> _Enunciado A_
En el texto sobre el fútbol, ¿qué compraron los fans de la Juventus nada más anunciarse el fichaje de Cristiano Ronaldo?
> _Enunciado B_
Escribe la continuación del texto sobre el fútbol a partir de su última frase.

> _Fragmento original_
━━━━━━━━━━

Doktor Pseudonimus
Después de mes y medio de vacaciones el fútbol vuelve al tajo. Los estadios han vuelto a abarrotarse y las multitudes a rugir. El variopinto ritual del Gran Desahogo se ha vuelto a poner en marcha. Himnos y canciones, banderas y bufandas, aplausos y silbidos, caras pintarrajeadas. Y, para quienes necesiten emociones todavía más primarias, aún queda el recurso de apuntarse a esa especie de guerrillas urbanas que disfrutan liándose a patadas y puñetazos antes o después de los encuentros considerados de “alto riesgo”. Pero hace ya mucho tiempo que el business futbolero ha rebasado el espacio y el ambiente de los estadios. En bares y en hogares la gente grita y aplaude delante del televisor. Algo parecido sucede en las conversaciones cotidianas, gente que parecía muda ahora no para de pontificar sobre goles, tácticas y fichajes. Y todo esto “urbi et orbi”. En Buenos Aires y en Dubai, en Manchester y en Torrelodones. El fútbol es el ejemplo más exitoso de la globalización de un espectáculo. Quienes dirigen el business han sabido producir y explotar afectos y emociones como se produce y explota cualquier otra mercancía. Como muestra valga un ejemplo. Nada más anunciarse el fichaje de Cristiano Ronaldo, los fans de la Juventus se lanzaron a comprar camisetas con su nombre. Las camisetas habían sido fabricadas en serie y costaban cien veces más que su valor real. En ningún lado consta que los seguidores de la Juventus sean subnormales profundos. Tampoco consta que un solo comprador se haya considerado estafado o defraudado en esa operación. Siempre se supo que “sarna con gusto no pica”. ¡Chapeau!

━━━━━━━━━━

> _Datos_
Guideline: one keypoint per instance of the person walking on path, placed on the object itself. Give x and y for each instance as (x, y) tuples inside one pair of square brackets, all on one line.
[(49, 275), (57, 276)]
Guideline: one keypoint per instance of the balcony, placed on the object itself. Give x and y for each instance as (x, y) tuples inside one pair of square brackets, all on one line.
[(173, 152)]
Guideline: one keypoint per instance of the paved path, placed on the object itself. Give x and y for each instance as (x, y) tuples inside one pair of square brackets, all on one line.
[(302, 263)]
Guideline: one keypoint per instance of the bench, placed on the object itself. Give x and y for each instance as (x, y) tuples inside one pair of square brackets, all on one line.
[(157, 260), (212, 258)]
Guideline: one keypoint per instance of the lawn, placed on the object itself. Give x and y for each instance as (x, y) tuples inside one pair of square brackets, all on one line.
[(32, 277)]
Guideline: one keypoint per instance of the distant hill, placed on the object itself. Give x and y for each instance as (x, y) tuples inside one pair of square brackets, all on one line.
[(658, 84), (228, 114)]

━━━━━━━━━━

> _Respuesta redactada A_
Camisetas con el nombre de Cristiano Ronaldo.

> _Respuesta redactada B_
Pampinea preguntó: ¿cómo puede explicarse semejante éxito? Filostrato sabía que tenía uno de esos días en los que el narcisismo de su ego le exigía al menos diez minutos para el lucimiento. También sabía el alto riesgo de pedantería que eso suponía, pero quería complacer a Pampinea. Asumió el riesgo y se tiró al ruedo. El hombre –y, claro está, también la mujer- es un ser que ha superado las barreras animales del celo. Entre otras cosas esto quiere decir que la búsqueda del placer ha dejado de ser un acto ocasional para convertirse en una tendencia permanente. Por eso necesita inventarse cosas que den algo que hacer a sus afectos. Necesita “entretenerse”. Ahuyentar el fantasma del aburrimiento. En el aburrimiento percibimos el paso del tiempo como un vacío y nos experimentamos a nosotros mismos como algo irrelevante. Nada hay más aniquilante que el tedio. Unos, los menos, intentan combatirlo trabajando dentro de sí mismos. ¿Cómo llenarte soledad si no es contigo misma? dice un fantástico verso de Cernuda. Son los “ensimismados”. Otros prefieren salir fuera de sí. Sacar al ego de su mazmorra y llevárselo a dar una vuelta por ahí. A tomar unos gin-tonics o a participar como actores o espectadores en alguno de los divertimentos que el sistema tiene programados. Ser “otros” aunque sólo sea por unos momentos. “Otro” es término que nos llega desde el latino “alter” y ese es el dilema ante la diversión como ante tantos otros asuntos. Ensimismarse o “alterarse”. En sus momentos más extremados el fútbol propicia la ocasión de salirse “fuera de sí”.
A Pampinea aquella digresión entre biológica y metafísica sobre el aburrimiento le pareció un tanto extraña. Pero lo que más le interesaba aún estaba por llegar. Decidió seguir tirando del hilo y volvió a preguntar. Pero ¿por qué eso que ocurre con el fútbol no sucede con algún otro deporte?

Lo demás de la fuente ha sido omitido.